- _Passage provided_:
------------------------------------
I fully agree that the current solution is not perfect as it assumes
that when runnable_avg > util_avg, the task didn't fully run as
expected and its util_avg at dequeue might not be correct as described
in my example. I also agree that some other case fall in this
condition whereas it should not but your proposal fail to detect this
correctly

>
> >
> >>
> >> [...]
> >>
> >>>>> The initial patch [2] aimed to solve an issue detected while running
> >>>>> speedometer 2.0 [3]. While running speedometer 2.0 on a Pixel6, 3
> >>>>> versions are compared:
> >>>>> - base: the current version
> >>>>
> >>>> What do you mean by current version ? tip/sched/core ?
>
> I meant using the following condition:
> (dequeued + UTIL_EST_MARGIN) < task_runnable(p)

I meant what is your base tree ? v6.12 ? v6.13-rcX ? tip/sched/core

I tried your patch on top of android mainline v6.12 but don't get the
same results; In particular for the Overutilized ratio.

In my tests, your patch doesn't make any real difference:
similar speedometer score 87.96 vs  87.4 (running locally and not over wifi)
similar overutilized ratio 67% vs 61%
similar energy counters 171232171 vs 166066813 (/Sum of CPUs clusters counters)
------------------------------------
(Source records)

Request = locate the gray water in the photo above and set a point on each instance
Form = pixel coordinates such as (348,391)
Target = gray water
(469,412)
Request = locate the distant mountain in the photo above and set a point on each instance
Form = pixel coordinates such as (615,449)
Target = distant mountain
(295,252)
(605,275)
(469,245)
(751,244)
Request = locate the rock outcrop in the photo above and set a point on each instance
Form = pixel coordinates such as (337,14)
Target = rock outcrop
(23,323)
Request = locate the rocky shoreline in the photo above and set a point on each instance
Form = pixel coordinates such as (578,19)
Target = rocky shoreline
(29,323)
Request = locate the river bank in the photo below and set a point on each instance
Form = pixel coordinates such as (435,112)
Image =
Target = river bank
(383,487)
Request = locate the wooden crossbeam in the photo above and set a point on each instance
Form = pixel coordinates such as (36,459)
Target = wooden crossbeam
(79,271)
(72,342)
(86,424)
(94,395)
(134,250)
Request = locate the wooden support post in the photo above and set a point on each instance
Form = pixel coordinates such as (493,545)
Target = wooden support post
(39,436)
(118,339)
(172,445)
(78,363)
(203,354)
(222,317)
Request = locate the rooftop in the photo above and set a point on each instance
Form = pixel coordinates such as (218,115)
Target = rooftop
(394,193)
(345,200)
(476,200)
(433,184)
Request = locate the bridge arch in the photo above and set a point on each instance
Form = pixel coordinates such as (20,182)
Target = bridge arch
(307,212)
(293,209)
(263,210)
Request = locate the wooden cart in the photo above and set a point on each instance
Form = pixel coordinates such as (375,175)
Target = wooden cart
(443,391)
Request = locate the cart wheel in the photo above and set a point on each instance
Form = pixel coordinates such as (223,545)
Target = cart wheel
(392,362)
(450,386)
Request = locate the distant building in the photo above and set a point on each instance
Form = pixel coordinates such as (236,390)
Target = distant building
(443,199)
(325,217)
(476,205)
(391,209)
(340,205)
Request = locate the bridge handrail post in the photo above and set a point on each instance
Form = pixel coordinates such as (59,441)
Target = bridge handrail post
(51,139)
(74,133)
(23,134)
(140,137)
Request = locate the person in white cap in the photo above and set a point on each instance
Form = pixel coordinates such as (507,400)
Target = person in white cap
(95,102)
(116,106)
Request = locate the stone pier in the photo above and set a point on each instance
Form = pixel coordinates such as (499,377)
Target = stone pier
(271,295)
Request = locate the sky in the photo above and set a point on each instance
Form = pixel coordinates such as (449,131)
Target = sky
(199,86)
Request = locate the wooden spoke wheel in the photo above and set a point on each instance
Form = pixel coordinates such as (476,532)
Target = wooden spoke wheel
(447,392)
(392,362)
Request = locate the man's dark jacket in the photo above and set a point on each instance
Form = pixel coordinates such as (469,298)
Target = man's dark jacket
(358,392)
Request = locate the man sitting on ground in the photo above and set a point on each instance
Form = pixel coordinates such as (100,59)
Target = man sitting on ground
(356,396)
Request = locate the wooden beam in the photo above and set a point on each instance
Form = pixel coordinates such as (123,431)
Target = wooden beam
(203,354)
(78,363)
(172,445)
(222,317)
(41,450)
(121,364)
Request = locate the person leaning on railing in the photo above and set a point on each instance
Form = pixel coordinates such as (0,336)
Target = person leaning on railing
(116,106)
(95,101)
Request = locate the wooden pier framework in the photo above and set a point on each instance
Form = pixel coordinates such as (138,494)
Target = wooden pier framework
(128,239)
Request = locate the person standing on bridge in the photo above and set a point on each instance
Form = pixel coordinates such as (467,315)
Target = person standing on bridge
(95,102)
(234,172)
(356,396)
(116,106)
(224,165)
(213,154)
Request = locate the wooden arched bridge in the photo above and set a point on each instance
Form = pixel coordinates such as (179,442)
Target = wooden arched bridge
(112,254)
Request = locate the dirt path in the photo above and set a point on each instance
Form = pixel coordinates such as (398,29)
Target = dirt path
------------------------------------
In the scheduler patch discussion, which tree did the writer apply the patch on top of for testing?

Android mainline v6.12.